DESCRIPTION OF THE TASK:
Write out word for word the passage of the Ilse van de Groep profile below, from "Ilse van de Groep is" up to and including "thesis in December.".

SOURCE DOCUMENT:
Last year, Ilse van de Groep read around two books a week. “It was obviously a Covid year,” she says, and they also included audio books, but she is a reader. When she started her PhD in 2018, she set herself the goal of reading at least one book a week. Since then, it’s become a habit. “If you teach yourself to grab a book – at the station, in the train, whilst waiting for something – reading doesn’t depend on motivation anymore. Of course, I like to read in a flow, but that doesn’t happen every day. For those moments, it’s useful to build a system around you, so that you get a step further every day.”
Ilse van de Groep is doing her PhD at Erasmus Sync Lab (Rotterdam), Brain and Development Research Center (Leiden University) and Department of Child and Adolescent Psychiatry & Psychosocial Care (Amsterdam UMC). After her research master in Social and health psychology at the University of Utrecht, she worked as a research assistant at the Experimental Psychopathology lab in Utrecht. She will submit her thesis in December.

DATA PROVIDED:
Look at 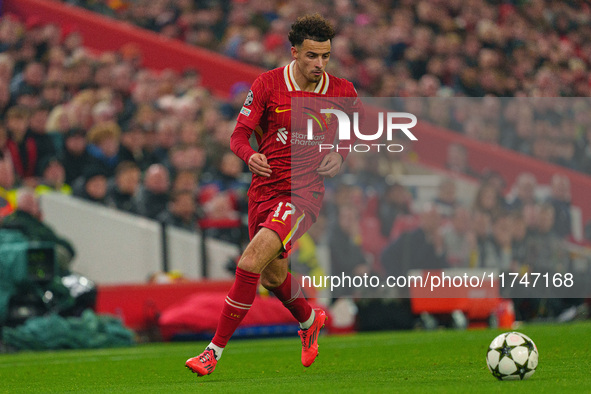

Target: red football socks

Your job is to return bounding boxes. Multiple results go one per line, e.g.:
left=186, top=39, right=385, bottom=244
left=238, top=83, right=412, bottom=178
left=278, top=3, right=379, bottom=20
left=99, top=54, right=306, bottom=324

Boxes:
left=271, top=272, right=312, bottom=323
left=211, top=268, right=261, bottom=348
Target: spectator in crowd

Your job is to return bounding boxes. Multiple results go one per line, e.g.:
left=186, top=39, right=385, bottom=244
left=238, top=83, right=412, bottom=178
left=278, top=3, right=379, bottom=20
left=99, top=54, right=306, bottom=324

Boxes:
left=548, top=174, right=572, bottom=237
left=29, top=105, right=57, bottom=175
left=473, top=182, right=505, bottom=219
left=526, top=203, right=569, bottom=273
left=377, top=182, right=411, bottom=238
left=446, top=143, right=478, bottom=178
left=157, top=191, right=197, bottom=231
left=2, top=188, right=76, bottom=270
left=136, top=164, right=170, bottom=219
left=105, top=161, right=141, bottom=214
left=381, top=203, right=448, bottom=275
left=434, top=178, right=458, bottom=218
left=86, top=122, right=121, bottom=178
left=35, top=156, right=72, bottom=195
left=476, top=213, right=517, bottom=272
left=72, top=166, right=107, bottom=205
left=0, top=150, right=16, bottom=218
left=6, top=106, right=39, bottom=181
left=119, top=123, right=154, bottom=171
left=62, top=128, right=91, bottom=185
left=441, top=206, right=478, bottom=268
left=508, top=172, right=538, bottom=210
left=153, top=117, right=179, bottom=165
left=328, top=205, right=370, bottom=298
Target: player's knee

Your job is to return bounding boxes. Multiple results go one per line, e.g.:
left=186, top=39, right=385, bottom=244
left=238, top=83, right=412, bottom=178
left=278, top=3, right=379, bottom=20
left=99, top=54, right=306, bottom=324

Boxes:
left=261, top=271, right=285, bottom=290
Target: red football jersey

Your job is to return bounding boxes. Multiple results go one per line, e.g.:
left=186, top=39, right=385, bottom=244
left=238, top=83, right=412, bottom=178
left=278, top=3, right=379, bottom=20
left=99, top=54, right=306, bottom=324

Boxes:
left=238, top=61, right=357, bottom=206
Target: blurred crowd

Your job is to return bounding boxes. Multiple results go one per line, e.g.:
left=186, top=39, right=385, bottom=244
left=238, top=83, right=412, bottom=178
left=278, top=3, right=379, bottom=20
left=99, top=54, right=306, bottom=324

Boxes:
left=0, top=15, right=249, bottom=243
left=61, top=0, right=591, bottom=173
left=312, top=170, right=591, bottom=320
left=0, top=0, right=591, bottom=324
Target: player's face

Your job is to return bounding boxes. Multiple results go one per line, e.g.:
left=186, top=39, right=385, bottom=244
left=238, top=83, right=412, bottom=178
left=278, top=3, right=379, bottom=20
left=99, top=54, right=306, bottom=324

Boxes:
left=291, top=39, right=330, bottom=83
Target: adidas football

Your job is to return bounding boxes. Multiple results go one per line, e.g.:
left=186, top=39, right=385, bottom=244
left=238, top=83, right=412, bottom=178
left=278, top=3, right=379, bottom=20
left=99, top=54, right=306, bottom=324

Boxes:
left=486, top=332, right=538, bottom=380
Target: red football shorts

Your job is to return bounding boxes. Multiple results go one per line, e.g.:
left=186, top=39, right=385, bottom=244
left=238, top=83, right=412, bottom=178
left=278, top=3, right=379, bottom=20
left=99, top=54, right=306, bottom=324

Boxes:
left=248, top=195, right=318, bottom=258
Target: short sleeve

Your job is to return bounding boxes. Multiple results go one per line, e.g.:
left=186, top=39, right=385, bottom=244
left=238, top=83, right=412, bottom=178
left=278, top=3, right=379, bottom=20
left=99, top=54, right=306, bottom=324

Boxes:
left=238, top=74, right=269, bottom=129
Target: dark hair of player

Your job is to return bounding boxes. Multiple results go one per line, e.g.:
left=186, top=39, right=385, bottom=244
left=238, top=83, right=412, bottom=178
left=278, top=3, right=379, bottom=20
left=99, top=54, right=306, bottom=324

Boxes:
left=287, top=14, right=335, bottom=46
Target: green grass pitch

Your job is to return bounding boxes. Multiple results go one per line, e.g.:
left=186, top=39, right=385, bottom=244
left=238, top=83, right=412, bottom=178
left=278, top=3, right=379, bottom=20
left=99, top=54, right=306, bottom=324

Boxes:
left=0, top=322, right=591, bottom=393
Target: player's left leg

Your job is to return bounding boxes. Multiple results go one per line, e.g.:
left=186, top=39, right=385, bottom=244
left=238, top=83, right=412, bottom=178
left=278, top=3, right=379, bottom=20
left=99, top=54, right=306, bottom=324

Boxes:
left=261, top=258, right=326, bottom=367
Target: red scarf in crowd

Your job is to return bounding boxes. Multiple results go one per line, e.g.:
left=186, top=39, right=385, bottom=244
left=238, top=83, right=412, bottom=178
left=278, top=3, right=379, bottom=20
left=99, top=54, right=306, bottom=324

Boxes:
left=6, top=137, right=37, bottom=179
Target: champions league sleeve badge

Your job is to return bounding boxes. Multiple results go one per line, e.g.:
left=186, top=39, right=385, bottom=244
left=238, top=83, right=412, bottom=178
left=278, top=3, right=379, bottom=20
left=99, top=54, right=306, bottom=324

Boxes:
left=244, top=90, right=254, bottom=107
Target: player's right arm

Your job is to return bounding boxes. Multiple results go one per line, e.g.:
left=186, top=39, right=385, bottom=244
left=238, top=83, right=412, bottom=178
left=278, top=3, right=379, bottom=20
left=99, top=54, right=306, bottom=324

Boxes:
left=230, top=74, right=271, bottom=177
left=230, top=123, right=271, bottom=177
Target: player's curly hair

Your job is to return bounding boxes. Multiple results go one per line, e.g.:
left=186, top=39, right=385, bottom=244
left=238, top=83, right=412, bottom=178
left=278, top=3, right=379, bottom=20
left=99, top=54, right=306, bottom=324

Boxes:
left=287, top=14, right=335, bottom=46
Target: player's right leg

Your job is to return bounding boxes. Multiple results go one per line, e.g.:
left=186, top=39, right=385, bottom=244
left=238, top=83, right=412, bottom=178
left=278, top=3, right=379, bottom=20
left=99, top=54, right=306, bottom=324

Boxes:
left=261, top=258, right=327, bottom=367
left=185, top=227, right=283, bottom=376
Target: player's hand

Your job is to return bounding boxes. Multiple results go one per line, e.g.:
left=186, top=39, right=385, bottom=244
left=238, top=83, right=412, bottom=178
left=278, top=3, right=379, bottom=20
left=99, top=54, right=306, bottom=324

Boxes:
left=316, top=152, right=343, bottom=178
left=248, top=153, right=271, bottom=178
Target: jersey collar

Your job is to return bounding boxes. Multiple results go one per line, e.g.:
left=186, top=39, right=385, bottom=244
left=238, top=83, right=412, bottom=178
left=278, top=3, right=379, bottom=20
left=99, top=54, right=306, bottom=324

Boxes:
left=283, top=60, right=330, bottom=94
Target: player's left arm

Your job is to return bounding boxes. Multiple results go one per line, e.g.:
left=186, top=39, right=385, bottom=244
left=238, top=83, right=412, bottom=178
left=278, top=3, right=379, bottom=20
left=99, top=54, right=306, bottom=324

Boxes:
left=317, top=83, right=365, bottom=178
left=316, top=152, right=343, bottom=178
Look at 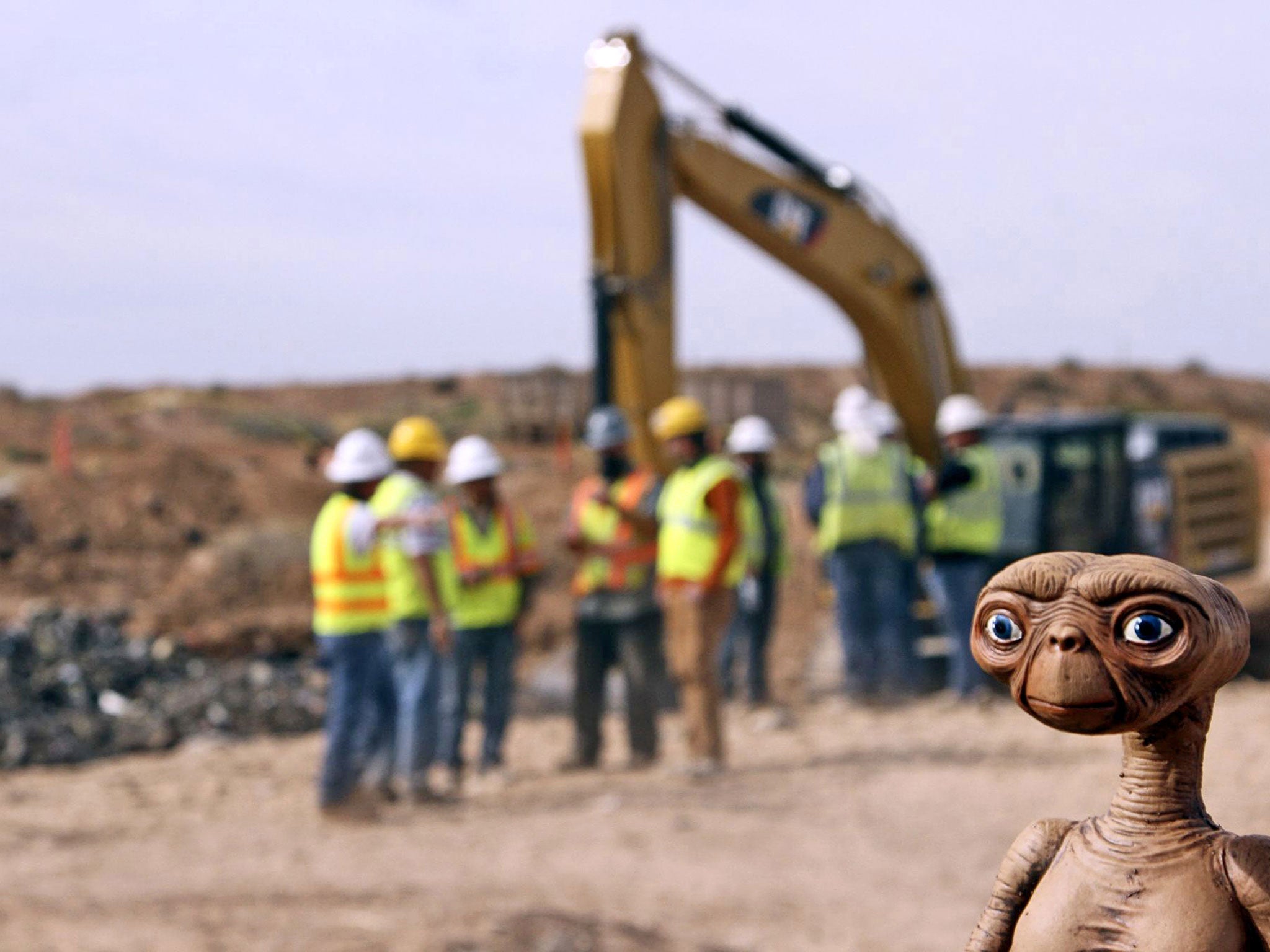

YOUR SOLUTION:
Ilse van de Groep is doing her PhD at Erasmus Sync Lab (Rotterdam), Brain and Development Research Center (Leiden University) and Department of Child and Adolescent Psychiatry & Psychosocial Care (Amsterdam UMC). After her research master in Social and health psychology at the University of Utrecht, she worked as a research assistant at the Experimental Psychopathology lab in Utrecht. She will submit her thesis in December.